> Data lines:
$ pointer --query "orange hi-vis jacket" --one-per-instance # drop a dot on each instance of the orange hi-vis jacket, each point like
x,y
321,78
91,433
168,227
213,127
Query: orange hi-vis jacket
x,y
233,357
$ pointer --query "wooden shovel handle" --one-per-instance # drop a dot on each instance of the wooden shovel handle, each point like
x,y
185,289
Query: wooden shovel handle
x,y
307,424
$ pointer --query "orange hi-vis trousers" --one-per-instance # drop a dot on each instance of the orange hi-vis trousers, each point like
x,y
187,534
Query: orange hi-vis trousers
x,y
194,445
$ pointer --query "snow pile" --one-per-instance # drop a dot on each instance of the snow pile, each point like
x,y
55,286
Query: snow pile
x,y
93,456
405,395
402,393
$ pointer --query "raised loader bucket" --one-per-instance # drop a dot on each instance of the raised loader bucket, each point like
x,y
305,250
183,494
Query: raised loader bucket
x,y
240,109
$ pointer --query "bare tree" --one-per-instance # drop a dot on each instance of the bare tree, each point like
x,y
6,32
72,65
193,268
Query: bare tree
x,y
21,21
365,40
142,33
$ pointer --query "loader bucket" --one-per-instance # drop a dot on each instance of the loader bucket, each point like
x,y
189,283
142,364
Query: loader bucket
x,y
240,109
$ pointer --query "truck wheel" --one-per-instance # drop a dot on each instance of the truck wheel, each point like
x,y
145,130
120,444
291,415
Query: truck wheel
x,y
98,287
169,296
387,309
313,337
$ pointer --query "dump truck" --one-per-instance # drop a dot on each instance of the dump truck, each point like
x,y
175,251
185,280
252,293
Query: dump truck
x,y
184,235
...
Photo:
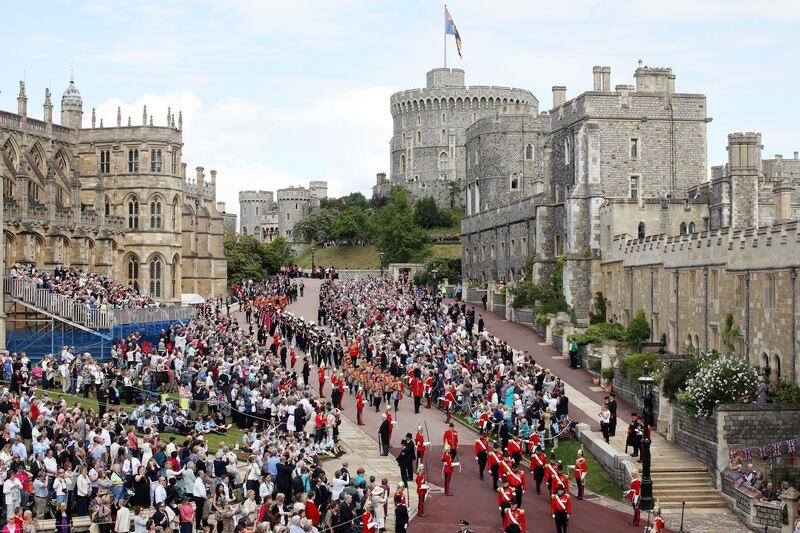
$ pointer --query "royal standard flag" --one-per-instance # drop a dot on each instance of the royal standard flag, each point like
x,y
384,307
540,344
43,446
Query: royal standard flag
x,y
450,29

> Written problem: Pull out every line of the entries that holds the word "dump", and copy each one in full.

> Task output:
$ pointer --query "dump truck" --one-per-instance # drop a dot on each instance of the dump truck, each point like
Query: dump truck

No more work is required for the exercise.